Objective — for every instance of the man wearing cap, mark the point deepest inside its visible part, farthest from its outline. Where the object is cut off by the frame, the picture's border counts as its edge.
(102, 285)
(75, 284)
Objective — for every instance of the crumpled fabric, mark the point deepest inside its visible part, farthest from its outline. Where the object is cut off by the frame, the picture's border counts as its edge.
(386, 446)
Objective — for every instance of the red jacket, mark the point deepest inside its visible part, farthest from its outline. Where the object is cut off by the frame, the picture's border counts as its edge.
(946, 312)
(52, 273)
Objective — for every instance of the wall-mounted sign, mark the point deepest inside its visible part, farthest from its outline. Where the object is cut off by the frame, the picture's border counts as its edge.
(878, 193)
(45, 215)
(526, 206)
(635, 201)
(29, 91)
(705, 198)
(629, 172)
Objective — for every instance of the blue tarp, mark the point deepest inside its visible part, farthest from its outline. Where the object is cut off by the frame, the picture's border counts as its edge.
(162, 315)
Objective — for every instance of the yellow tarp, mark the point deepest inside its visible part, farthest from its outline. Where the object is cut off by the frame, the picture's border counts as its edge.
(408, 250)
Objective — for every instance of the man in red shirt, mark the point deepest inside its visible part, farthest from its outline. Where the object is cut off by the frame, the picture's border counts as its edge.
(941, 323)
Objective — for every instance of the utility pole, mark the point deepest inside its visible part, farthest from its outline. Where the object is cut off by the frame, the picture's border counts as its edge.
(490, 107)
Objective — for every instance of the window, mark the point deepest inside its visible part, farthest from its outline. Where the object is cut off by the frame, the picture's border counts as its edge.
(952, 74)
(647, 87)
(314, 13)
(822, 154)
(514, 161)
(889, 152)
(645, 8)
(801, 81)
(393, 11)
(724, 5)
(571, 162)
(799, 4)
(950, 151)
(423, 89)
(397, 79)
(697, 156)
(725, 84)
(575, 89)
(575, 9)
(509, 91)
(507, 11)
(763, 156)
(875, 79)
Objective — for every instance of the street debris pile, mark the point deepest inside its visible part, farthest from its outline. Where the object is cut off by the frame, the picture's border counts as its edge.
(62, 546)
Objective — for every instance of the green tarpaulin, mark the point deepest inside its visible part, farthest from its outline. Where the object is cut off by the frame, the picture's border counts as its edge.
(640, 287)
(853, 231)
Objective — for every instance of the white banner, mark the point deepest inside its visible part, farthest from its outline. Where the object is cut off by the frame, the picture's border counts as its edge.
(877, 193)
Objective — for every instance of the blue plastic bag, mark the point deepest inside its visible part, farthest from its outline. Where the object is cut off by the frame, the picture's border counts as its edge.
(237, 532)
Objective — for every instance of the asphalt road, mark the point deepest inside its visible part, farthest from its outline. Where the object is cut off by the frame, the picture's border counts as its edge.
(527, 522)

---+---

Print the full listing again, word for word.

### Reply to the exercise:
Objective — for every instance of the man wearing cap, mark the point deepest inside its visible part, farthest from its outline. Where the object is cut off by the frame, the picture's border counts as its edge.
(102, 285)
(75, 284)
Objective — for every instance of the crumpled fabric, mark the point deepest inside its visible part, farthest from its outline. Where the object is cut off by the frame, the picture's border counts as its edge.
(386, 446)
Objective — for every instance of the red jacket, mark the point deepest inside its visible part, farthest from its outline. Where the object is cut off by the frame, the picture's border counts as its edge.
(946, 312)
(52, 273)
Objective — for every instance of the wall-mounted sign, mark the point deepest inside its visible part, farthest from its outline. Where the object is cut off by the frame, the picture's border counts as its edge.
(878, 193)
(45, 215)
(526, 206)
(635, 201)
(29, 91)
(705, 198)
(629, 172)
Objective — for every instance of the blue tarp, mark the point deepest inside its visible part, farthest from its outline. Where the object is cut off by the frame, the picture's border counts as its edge.
(162, 315)
Objective — for every instance of the yellow tarp, mark the point deepest inside its visible part, farthest from its outline. Where the object is cut off by the frame, the picture's border counts as its edge.
(408, 250)
Objective — for every instance of the man in red shirt, mark the point deepest inside its visible part, farthest from its outline. Where the object is cut off by the frame, the picture's border counts as its edge.
(941, 323)
Objective — for every instance of the utility pole, mark the point deepest inside its visible part, farthest from its outline. Where the object is cut off by the frame, the picture's border counts as its edge.
(490, 107)
Objective — for every instance of the window, mark the point deepest inside its visible part, farthest from its outline. Where the object is cut off by the frame, the picture's border counts as its edge.
(952, 74)
(647, 87)
(314, 13)
(822, 154)
(514, 161)
(889, 152)
(645, 8)
(801, 81)
(393, 11)
(724, 5)
(571, 162)
(799, 4)
(950, 151)
(423, 89)
(397, 79)
(697, 156)
(725, 84)
(575, 89)
(575, 9)
(509, 91)
(507, 11)
(763, 156)
(875, 79)
Objective — for every instance of the street debris pile, mark the point deepest inside its visible part, farthest from its outline. Where the object is cut off by the frame, the picture's border counts as its edge.
(62, 546)
Objective — for every instance of the green tarpaulin, mark the point deepest inside its visible part, farthest from its outline. Where the object is cut off by the frame, the picture's border counts as its edge.
(640, 287)
(853, 231)
Objective — for every instance of the white banner, mark the point deepest inside its visible part, farthest from its outline. Where the object is cut off by the frame, the picture's border counts as its edge.
(877, 193)
Objective — for every instance of the blue plastic bag, mark the point deepest inside its visible part, farthest from its outline. Where the object is cut off by the frame, the picture's border counts as its edge.
(237, 532)
Objective — for every instance of the asphalt road, mark the point deepest inside its visible part, farthest from its outline. Where the object is cut off by the frame, the picture's border counts as its edge.
(527, 522)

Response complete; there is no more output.